-- GIVEN RECORDS follows --
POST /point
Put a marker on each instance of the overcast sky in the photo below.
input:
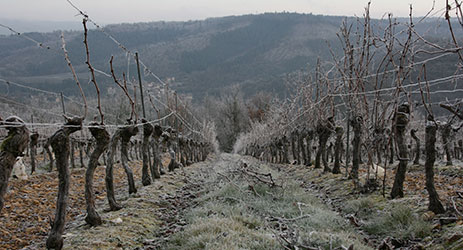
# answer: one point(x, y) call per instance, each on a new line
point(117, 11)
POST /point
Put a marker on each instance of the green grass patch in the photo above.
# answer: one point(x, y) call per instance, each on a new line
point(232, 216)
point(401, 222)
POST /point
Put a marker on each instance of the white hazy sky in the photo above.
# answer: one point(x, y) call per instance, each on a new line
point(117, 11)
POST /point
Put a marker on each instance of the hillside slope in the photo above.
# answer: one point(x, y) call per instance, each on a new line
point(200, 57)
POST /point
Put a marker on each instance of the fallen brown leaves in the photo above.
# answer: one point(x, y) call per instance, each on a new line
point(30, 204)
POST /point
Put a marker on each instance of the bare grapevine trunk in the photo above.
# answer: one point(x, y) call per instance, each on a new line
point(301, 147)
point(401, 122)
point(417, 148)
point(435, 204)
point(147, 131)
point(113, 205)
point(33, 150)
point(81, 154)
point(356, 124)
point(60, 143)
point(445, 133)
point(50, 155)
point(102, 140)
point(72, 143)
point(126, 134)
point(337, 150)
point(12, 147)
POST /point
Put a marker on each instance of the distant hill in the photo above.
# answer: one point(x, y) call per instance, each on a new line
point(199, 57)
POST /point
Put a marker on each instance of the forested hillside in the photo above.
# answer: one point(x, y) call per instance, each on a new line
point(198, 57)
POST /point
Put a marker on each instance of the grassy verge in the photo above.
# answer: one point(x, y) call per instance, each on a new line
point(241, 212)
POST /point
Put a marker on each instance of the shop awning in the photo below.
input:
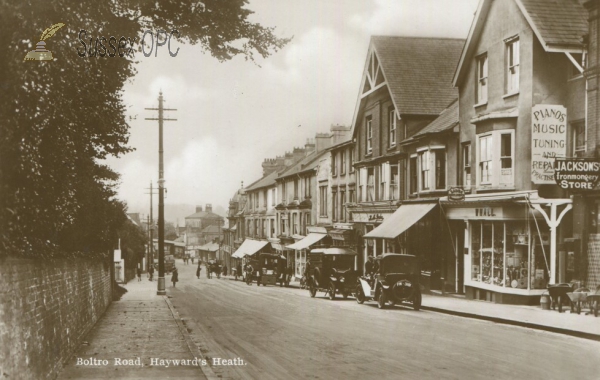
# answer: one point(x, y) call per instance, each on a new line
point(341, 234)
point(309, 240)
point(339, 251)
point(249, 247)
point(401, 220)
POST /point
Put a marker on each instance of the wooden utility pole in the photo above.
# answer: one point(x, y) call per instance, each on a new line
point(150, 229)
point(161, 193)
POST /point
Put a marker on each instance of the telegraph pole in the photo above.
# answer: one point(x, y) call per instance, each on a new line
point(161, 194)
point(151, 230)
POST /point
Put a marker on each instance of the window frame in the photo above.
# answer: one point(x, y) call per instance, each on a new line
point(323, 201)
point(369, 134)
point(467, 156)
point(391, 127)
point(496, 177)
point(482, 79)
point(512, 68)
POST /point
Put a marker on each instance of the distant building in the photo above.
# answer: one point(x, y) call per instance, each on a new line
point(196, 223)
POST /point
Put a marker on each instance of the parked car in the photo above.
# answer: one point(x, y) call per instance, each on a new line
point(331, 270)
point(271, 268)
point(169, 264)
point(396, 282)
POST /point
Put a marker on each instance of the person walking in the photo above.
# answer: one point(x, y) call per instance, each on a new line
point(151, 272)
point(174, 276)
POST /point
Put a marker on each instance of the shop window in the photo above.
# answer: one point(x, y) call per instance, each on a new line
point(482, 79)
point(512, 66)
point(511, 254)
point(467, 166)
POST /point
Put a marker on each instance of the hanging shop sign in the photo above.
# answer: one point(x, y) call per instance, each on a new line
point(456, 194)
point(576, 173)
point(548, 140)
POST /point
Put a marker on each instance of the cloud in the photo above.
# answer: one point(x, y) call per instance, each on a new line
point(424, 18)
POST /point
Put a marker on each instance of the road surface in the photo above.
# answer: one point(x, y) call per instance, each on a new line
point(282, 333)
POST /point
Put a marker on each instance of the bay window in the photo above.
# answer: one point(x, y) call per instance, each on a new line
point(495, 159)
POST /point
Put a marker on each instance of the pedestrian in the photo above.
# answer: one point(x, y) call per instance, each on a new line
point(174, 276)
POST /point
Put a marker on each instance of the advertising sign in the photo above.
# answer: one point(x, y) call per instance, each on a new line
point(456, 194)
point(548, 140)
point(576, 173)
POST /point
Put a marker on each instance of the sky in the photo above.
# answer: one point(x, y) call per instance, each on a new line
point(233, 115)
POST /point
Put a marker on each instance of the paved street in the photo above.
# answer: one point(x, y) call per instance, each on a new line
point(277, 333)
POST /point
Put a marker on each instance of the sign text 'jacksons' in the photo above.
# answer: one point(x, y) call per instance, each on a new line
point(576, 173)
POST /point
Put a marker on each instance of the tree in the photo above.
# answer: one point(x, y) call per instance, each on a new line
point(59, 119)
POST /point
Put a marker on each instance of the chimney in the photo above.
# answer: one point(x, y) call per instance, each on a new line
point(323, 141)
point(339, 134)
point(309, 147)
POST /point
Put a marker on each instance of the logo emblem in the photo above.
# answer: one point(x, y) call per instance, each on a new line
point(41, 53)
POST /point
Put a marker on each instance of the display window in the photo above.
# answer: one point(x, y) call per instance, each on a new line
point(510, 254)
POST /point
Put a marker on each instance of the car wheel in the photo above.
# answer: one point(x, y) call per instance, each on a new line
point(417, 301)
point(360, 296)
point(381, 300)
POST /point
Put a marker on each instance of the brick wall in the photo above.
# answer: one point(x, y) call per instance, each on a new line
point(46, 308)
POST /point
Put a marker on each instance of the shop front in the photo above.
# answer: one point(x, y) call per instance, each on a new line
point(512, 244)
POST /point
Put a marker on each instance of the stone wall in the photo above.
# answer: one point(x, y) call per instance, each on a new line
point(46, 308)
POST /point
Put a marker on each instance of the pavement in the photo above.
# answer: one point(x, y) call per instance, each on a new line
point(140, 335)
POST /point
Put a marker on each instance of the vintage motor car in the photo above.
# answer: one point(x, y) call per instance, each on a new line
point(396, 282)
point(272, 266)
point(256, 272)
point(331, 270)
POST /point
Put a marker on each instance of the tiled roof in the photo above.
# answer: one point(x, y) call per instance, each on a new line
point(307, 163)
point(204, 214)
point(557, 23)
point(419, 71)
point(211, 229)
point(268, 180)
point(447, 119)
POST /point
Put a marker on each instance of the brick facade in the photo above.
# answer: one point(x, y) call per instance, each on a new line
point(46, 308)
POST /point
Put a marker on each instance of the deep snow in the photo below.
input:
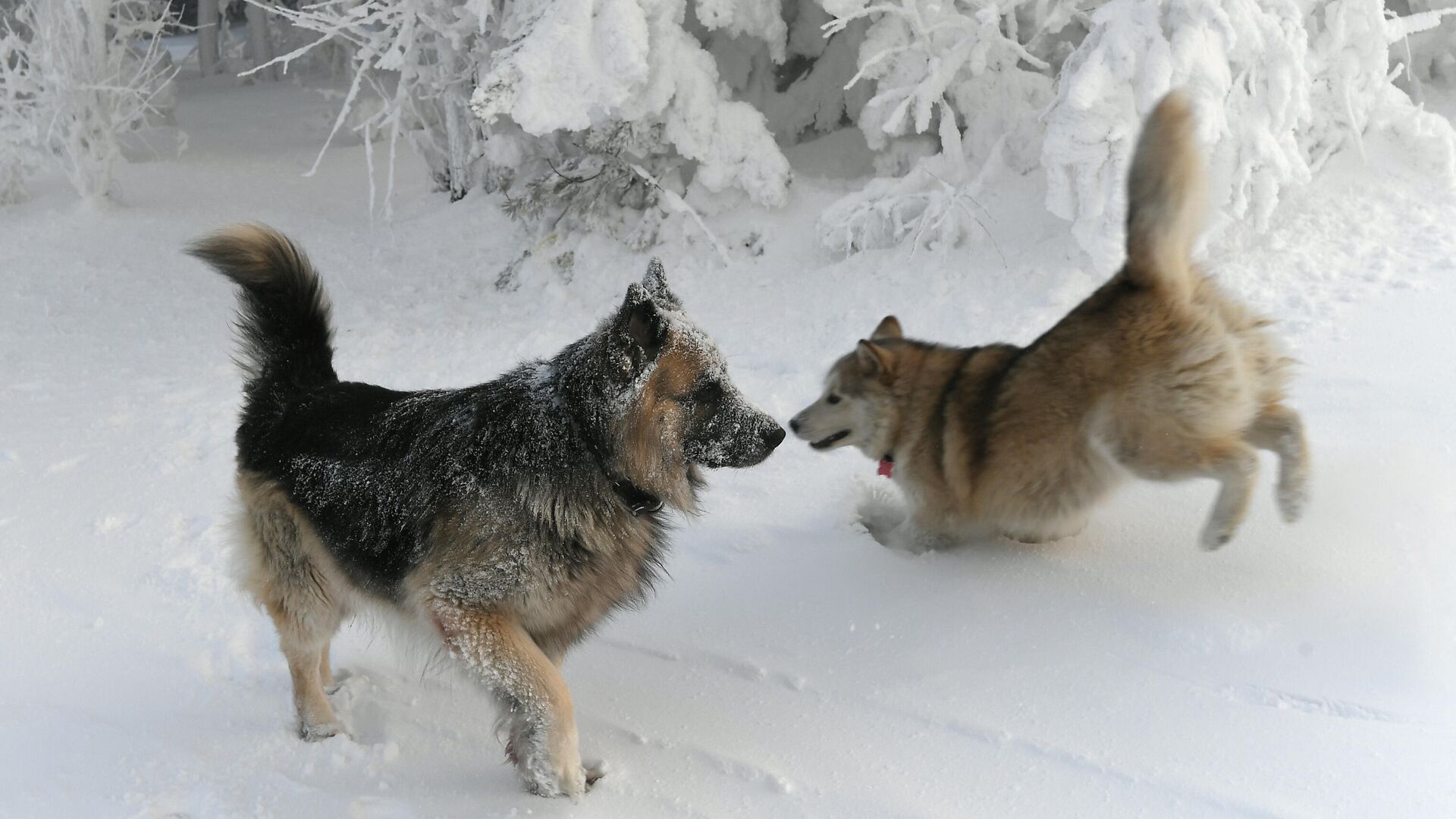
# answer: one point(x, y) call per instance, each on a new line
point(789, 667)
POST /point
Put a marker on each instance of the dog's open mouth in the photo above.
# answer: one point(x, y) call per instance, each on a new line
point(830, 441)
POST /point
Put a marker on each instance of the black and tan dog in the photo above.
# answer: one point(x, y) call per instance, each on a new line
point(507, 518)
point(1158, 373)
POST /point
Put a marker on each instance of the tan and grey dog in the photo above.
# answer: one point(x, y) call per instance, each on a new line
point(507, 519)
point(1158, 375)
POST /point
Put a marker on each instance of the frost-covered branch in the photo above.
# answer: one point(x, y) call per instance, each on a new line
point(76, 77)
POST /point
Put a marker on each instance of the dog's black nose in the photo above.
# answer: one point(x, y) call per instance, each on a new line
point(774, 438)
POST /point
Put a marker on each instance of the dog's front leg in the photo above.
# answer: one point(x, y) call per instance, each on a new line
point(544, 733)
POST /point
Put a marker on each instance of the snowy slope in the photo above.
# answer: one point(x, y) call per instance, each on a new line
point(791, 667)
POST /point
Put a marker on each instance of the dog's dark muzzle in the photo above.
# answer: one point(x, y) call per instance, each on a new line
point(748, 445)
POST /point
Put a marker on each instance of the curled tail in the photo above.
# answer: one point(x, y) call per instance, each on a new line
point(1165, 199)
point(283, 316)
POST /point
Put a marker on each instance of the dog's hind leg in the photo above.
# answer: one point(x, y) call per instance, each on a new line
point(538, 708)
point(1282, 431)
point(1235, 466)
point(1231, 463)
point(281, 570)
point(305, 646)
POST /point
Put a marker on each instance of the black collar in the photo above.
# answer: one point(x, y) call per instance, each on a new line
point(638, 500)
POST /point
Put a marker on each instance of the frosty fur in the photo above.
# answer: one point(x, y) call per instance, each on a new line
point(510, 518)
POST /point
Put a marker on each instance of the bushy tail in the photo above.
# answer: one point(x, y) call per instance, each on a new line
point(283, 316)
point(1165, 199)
-- GIVEN RECORDS concluded --
-- GIVEN RECORDS follows --
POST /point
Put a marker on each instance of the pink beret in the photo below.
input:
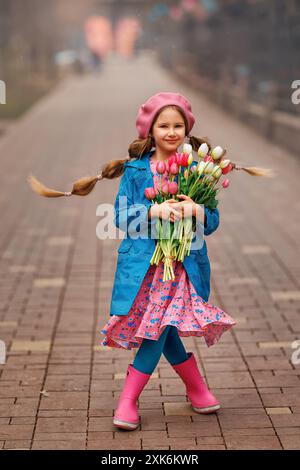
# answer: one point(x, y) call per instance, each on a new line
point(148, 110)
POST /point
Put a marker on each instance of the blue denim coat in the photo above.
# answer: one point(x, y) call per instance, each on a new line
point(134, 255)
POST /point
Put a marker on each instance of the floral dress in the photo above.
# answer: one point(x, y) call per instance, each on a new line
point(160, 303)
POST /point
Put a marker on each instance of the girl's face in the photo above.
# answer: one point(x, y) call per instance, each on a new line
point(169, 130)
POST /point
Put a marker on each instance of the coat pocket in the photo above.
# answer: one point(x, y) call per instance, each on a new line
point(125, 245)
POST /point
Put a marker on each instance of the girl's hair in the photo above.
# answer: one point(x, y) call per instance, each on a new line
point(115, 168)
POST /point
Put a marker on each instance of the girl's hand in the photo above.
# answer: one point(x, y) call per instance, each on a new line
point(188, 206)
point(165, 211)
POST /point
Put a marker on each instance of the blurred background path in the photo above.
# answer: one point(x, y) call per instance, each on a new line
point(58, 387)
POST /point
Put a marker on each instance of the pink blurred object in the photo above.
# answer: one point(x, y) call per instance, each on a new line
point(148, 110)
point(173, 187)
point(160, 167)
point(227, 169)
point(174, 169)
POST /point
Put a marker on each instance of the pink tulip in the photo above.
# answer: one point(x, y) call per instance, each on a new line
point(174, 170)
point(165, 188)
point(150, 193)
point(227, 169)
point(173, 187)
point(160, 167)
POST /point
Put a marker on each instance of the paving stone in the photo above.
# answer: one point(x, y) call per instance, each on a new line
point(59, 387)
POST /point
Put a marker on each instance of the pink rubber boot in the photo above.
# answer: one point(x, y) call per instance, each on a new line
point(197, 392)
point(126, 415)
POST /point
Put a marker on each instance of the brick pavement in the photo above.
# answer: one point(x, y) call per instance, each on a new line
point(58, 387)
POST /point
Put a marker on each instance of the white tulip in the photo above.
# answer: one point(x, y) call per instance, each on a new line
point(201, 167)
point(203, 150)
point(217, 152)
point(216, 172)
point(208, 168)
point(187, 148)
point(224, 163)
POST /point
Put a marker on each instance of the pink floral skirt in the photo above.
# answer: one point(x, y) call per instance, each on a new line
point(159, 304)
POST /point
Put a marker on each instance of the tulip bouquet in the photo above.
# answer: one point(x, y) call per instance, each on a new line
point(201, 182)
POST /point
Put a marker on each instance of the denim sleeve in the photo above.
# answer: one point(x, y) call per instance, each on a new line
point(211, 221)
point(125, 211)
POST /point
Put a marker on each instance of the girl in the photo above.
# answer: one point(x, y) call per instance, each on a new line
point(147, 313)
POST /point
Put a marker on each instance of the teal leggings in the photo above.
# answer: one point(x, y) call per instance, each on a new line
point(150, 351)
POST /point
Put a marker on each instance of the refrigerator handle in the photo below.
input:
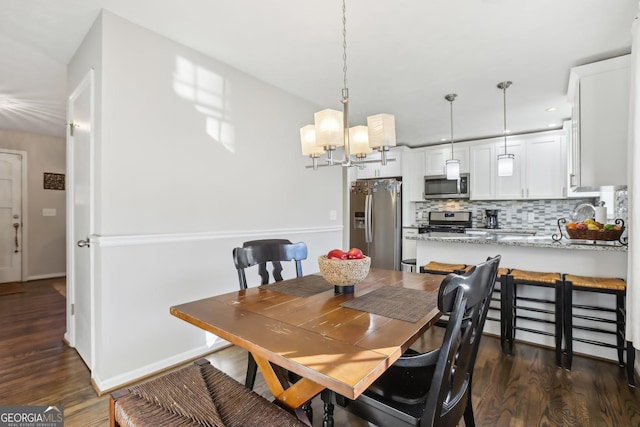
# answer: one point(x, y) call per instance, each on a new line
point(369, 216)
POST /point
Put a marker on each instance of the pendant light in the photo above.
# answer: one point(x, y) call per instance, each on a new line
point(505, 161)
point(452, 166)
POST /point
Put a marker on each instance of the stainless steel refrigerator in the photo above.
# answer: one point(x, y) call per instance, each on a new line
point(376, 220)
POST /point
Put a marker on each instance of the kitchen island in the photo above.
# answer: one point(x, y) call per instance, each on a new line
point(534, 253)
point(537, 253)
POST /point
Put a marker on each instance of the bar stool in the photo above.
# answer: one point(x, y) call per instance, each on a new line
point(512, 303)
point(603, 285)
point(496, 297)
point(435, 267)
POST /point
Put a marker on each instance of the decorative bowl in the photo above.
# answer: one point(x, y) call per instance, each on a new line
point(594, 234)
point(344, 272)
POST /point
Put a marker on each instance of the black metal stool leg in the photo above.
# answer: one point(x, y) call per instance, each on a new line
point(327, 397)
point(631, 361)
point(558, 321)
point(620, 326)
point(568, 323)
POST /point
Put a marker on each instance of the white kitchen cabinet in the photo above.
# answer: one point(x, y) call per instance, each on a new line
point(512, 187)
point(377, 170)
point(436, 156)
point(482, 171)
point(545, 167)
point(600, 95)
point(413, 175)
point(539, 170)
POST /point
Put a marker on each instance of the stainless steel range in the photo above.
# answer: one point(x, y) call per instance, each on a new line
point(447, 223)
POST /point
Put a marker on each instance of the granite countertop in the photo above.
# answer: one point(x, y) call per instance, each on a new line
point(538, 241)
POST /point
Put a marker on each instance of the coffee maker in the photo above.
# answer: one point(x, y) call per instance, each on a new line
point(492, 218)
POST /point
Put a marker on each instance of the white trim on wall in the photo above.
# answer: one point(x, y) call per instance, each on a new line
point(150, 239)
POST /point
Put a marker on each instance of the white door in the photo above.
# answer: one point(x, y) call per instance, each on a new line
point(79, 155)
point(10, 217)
-- GIVEN RECORDS concluded --
-- GIVEN RECORDS follows --
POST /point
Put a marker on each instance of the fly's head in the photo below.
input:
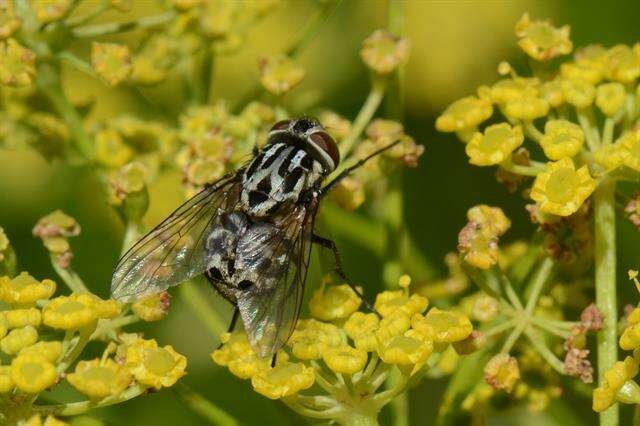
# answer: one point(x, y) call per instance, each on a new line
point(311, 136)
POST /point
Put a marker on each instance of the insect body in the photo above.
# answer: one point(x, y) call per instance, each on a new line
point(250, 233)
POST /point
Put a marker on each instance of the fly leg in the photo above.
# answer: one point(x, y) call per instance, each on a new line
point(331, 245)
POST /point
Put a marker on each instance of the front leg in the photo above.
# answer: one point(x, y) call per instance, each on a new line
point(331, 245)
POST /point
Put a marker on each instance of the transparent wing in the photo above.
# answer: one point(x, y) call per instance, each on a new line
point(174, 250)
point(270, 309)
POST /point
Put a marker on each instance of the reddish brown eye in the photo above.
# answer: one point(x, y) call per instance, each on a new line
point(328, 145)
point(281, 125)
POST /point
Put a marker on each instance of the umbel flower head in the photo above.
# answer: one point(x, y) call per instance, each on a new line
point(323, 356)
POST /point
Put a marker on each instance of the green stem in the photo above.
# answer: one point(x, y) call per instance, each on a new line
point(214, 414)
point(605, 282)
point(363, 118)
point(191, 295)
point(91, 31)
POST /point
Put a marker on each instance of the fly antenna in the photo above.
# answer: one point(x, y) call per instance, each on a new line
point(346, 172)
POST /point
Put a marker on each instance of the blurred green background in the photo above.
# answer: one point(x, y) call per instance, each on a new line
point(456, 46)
-- GIVEN RECORDS concluded --
EXERCISE PROMPT -> What is the number of lines in the data that include "slope"? Answer with that number alone.

EXPECTED ANSWER -> 2